## Task details
Count how many lines in the rows below contain the string "blurred", treating uppercase and lowercase as different, and reply with only that number.

## Supplied information

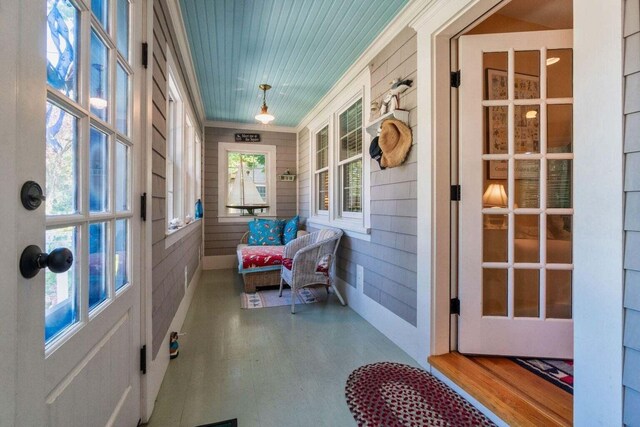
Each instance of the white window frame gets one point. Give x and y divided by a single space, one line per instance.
357 225
270 151
181 168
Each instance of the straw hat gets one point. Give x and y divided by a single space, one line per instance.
395 142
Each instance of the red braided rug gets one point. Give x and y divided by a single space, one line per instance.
395 395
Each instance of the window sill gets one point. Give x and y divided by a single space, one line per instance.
243 219
351 228
174 236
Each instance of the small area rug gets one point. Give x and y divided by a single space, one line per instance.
396 395
270 298
557 372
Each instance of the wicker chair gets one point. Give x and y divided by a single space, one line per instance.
310 260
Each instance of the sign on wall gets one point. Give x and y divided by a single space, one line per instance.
247 137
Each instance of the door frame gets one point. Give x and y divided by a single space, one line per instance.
594 264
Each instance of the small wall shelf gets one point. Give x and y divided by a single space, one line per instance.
402 115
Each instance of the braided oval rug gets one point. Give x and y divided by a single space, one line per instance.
396 395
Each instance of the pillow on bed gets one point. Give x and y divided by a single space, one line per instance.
265 232
290 229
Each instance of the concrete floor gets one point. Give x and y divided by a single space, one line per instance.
266 367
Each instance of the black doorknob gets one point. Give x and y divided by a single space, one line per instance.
33 259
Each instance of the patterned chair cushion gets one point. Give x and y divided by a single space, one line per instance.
290 229
265 232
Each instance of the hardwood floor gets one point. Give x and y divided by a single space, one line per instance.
516 395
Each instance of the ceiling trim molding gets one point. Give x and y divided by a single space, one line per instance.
249 126
401 21
177 22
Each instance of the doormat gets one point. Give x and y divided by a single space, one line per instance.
396 395
227 423
557 372
270 298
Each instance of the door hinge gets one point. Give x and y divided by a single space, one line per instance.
145 55
455 78
143 359
143 206
454 307
455 193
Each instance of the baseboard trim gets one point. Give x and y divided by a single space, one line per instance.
219 262
403 334
158 367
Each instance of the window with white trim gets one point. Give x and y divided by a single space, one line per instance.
246 181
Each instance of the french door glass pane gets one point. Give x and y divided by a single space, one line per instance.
62 47
100 8
494 292
122 100
61 290
121 272
122 178
98 290
526 293
98 171
352 186
99 78
61 161
123 27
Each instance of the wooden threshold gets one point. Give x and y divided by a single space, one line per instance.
517 396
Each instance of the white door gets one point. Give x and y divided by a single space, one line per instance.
515 163
78 332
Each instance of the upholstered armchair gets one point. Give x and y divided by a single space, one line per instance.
310 260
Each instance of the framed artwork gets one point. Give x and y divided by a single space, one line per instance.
526 127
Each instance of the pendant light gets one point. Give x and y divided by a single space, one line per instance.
264 115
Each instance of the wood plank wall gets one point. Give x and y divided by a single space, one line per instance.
390 259
222 238
169 264
631 375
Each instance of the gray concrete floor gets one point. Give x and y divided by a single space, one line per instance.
265 367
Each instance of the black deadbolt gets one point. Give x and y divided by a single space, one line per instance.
33 259
31 195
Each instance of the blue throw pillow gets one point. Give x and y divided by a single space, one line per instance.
290 229
265 232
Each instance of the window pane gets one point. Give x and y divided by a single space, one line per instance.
352 189
120 264
323 191
122 177
123 27
351 131
98 171
322 148
62 47
122 100
99 81
97 263
61 161
247 180
100 8
61 290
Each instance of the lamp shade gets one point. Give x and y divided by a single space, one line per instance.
495 196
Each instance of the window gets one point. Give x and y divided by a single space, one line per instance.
183 156
88 159
339 184
246 181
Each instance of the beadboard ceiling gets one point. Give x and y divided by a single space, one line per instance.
300 47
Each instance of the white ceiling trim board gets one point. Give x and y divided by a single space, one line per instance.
402 20
177 22
249 126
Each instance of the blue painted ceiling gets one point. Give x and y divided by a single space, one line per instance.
300 47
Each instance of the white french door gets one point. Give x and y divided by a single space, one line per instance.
515 213
78 82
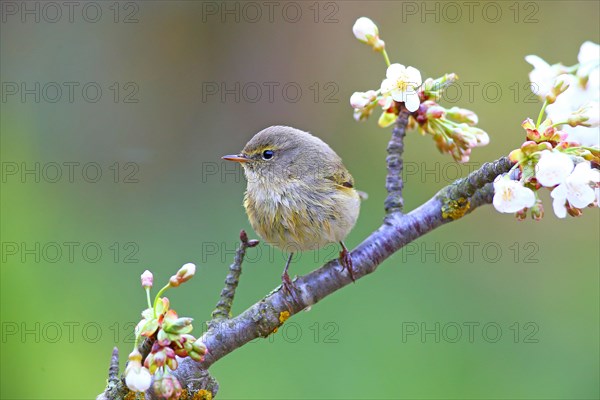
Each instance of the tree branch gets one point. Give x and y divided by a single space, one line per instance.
223 308
393 182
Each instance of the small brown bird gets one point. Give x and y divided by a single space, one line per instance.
299 194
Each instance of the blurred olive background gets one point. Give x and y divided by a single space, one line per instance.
482 308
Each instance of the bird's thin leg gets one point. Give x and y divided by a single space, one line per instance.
286 282
346 261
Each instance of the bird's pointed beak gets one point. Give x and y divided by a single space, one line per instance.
236 158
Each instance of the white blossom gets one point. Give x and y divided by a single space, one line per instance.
364 29
402 83
553 168
511 196
542 76
589 58
360 100
137 378
578 189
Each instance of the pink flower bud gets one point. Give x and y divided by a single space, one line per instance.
185 273
147 279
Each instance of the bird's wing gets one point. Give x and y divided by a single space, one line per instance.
341 177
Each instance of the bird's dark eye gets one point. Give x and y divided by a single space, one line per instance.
267 154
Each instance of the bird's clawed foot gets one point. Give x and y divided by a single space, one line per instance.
346 261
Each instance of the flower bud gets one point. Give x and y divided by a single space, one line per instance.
366 31
147 279
185 273
537 211
462 115
586 116
360 100
137 378
561 83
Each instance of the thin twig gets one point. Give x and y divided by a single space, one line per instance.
393 182
223 309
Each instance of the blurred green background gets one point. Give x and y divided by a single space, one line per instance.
525 301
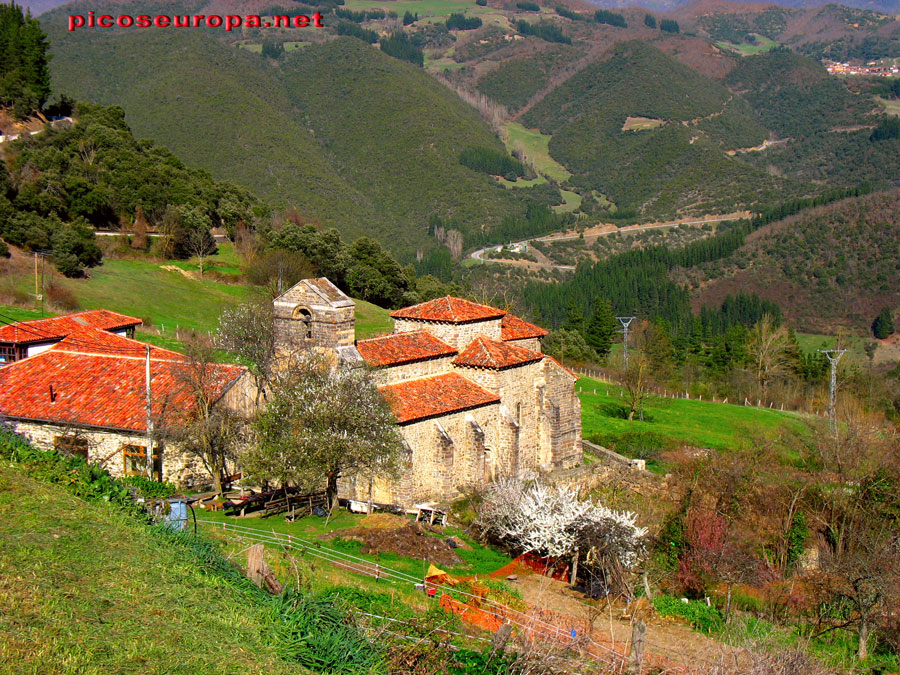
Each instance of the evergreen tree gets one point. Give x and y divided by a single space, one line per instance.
601 327
883 325
24 74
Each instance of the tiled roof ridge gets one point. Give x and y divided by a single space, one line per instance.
485 352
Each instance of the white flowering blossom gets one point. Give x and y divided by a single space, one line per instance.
553 521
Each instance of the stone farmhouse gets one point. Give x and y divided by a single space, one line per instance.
78 384
474 396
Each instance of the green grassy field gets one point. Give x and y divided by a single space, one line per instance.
480 560
571 202
762 44
536 148
891 107
134 604
676 421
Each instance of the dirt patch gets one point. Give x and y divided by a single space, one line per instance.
175 268
384 534
641 123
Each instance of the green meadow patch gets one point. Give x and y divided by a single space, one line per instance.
675 422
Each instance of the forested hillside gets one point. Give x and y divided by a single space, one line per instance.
834 265
677 160
380 165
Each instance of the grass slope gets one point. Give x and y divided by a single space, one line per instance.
677 166
135 605
352 137
696 423
397 133
169 300
216 107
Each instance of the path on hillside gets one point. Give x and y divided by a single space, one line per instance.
595 232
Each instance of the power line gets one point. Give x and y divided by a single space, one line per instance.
626 322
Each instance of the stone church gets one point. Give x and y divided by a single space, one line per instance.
474 396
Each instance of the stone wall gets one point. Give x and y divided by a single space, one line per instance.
447 453
457 335
106 449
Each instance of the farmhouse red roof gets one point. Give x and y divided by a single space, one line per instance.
95 378
434 396
483 352
392 350
56 328
514 328
449 310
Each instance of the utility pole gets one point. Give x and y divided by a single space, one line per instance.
149 419
833 356
625 321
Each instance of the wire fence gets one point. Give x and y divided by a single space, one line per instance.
533 627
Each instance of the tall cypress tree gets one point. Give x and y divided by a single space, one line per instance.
883 325
24 73
601 327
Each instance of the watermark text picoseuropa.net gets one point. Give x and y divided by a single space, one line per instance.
228 22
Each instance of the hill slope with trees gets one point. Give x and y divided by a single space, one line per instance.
834 265
232 113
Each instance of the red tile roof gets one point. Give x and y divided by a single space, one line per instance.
98 379
398 348
483 352
559 365
56 328
434 396
514 328
449 310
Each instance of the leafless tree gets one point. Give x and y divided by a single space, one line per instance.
768 346
248 332
197 424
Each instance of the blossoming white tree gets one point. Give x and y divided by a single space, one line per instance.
553 521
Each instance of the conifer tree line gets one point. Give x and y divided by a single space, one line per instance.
24 71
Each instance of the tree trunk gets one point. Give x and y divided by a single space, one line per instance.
863 652
728 604
331 490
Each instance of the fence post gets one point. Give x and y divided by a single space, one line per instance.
638 636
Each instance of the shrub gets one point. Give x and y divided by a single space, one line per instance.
888 128
400 47
61 297
492 162
610 18
544 30
462 22
352 30
669 26
706 619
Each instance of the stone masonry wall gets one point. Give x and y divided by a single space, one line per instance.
105 448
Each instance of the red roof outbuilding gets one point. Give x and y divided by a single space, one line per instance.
416 400
400 348
98 379
483 352
449 310
58 327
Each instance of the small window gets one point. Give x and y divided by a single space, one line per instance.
71 445
135 460
304 316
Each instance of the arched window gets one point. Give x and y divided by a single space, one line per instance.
302 314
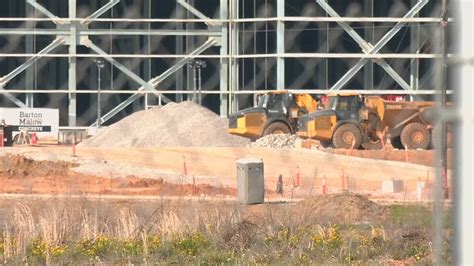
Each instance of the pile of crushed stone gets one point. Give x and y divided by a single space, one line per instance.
174 125
276 141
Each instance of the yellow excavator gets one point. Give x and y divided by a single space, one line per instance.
276 112
352 120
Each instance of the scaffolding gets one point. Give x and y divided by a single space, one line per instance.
253 46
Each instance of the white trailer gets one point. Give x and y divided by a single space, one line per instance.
43 121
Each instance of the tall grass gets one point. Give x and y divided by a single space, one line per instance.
91 231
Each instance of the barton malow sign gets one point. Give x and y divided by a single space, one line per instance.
43 121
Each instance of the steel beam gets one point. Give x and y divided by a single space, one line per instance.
224 62
368 48
30 48
414 48
101 32
150 85
99 12
234 51
72 81
50 47
208 21
464 145
369 36
118 65
280 77
45 11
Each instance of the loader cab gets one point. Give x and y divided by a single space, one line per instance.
275 102
347 106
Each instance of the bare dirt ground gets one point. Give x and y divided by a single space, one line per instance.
23 175
422 157
210 171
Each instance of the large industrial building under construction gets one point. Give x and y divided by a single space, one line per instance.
155 52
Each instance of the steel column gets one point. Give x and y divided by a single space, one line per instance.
368 48
280 45
72 82
414 48
234 51
464 145
30 43
224 62
150 85
369 36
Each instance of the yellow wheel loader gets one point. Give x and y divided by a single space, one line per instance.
351 120
276 112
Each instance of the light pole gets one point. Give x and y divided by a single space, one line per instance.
100 64
196 66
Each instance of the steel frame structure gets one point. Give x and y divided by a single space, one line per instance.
224 32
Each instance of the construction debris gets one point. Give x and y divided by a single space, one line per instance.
175 125
276 141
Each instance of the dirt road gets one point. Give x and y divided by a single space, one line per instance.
216 166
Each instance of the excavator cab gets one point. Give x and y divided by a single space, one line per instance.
343 110
276 112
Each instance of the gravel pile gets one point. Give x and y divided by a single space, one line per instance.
276 141
175 125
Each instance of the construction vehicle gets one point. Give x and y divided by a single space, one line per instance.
276 112
351 121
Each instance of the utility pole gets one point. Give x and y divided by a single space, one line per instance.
441 183
443 97
196 66
100 64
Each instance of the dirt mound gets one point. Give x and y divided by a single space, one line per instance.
423 157
19 174
20 166
275 141
175 125
340 208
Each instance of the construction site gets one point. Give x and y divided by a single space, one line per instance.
227 132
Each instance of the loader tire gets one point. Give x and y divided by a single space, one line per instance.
325 143
277 128
397 143
371 144
415 136
449 138
347 135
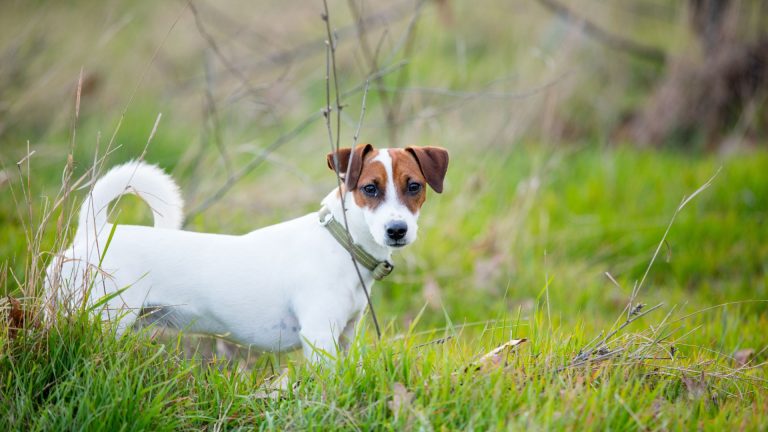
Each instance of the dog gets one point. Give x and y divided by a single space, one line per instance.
275 289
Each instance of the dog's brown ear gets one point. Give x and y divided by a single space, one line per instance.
350 163
433 162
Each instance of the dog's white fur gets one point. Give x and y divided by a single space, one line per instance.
276 288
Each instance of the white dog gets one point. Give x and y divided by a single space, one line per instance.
276 288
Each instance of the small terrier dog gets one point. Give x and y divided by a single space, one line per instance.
275 289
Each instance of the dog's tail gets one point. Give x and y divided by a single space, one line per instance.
146 181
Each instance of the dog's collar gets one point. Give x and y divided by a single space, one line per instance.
380 269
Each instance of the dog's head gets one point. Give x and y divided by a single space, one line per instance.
389 186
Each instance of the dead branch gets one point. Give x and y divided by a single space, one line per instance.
330 67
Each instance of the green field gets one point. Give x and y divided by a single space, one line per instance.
541 233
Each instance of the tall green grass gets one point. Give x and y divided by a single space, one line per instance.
506 257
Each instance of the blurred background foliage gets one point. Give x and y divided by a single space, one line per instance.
575 129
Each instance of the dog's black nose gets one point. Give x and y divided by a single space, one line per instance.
397 229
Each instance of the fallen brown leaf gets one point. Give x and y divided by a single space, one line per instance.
401 399
743 356
495 358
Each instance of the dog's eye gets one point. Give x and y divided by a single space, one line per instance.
414 188
370 189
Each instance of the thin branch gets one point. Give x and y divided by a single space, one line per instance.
331 63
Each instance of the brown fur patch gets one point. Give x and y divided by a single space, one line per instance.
405 170
373 173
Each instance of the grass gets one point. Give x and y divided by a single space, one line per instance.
490 281
518 246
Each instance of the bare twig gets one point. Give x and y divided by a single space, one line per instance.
597 349
331 68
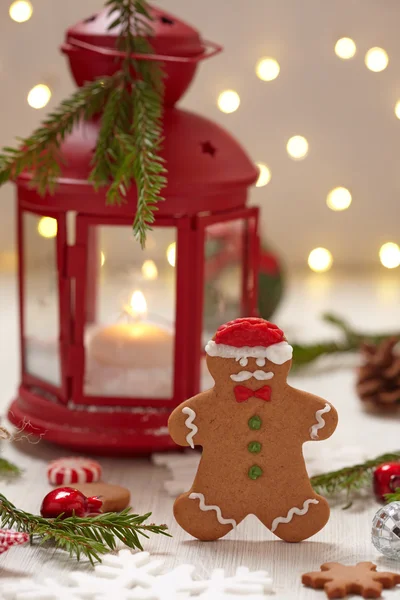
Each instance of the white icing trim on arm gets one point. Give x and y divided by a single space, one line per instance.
190 425
217 509
320 421
277 353
293 511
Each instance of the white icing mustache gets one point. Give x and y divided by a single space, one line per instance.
245 375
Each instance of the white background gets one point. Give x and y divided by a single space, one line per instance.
344 110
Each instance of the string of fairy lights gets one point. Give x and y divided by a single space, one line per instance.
267 69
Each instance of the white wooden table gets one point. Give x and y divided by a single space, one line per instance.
370 303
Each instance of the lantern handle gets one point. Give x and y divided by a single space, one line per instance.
210 49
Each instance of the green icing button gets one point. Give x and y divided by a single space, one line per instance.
254 447
255 472
255 422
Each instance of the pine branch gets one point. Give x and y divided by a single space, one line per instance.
394 497
39 153
304 354
350 479
128 148
88 536
140 158
8 469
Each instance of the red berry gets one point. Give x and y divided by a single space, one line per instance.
386 479
68 502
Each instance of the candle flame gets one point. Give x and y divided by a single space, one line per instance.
138 304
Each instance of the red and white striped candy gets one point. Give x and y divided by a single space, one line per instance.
73 470
11 538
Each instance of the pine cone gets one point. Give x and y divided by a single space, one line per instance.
378 379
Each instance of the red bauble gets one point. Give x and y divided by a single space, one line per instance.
68 502
386 479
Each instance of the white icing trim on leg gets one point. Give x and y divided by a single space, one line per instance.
293 511
190 425
217 509
320 421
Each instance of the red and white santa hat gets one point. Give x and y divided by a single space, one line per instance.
250 337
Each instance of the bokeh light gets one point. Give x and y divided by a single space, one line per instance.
320 260
389 255
39 96
267 69
339 199
20 11
376 59
297 147
228 101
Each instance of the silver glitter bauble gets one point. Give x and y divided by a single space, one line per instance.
386 530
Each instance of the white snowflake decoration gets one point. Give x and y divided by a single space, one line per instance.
138 576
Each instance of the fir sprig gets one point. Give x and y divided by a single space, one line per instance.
128 148
82 536
8 469
350 479
394 496
39 153
139 141
304 354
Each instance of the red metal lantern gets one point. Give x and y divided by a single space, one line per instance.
108 350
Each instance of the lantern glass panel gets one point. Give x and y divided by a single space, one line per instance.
225 267
228 278
131 300
41 316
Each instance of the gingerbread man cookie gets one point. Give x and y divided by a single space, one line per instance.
252 426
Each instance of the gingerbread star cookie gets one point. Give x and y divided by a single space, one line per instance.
339 580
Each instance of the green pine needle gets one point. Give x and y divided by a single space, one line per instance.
128 148
82 536
350 479
393 497
304 354
8 469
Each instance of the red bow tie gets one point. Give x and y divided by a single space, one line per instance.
242 393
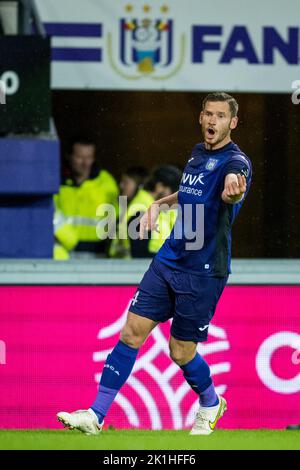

## Task response
3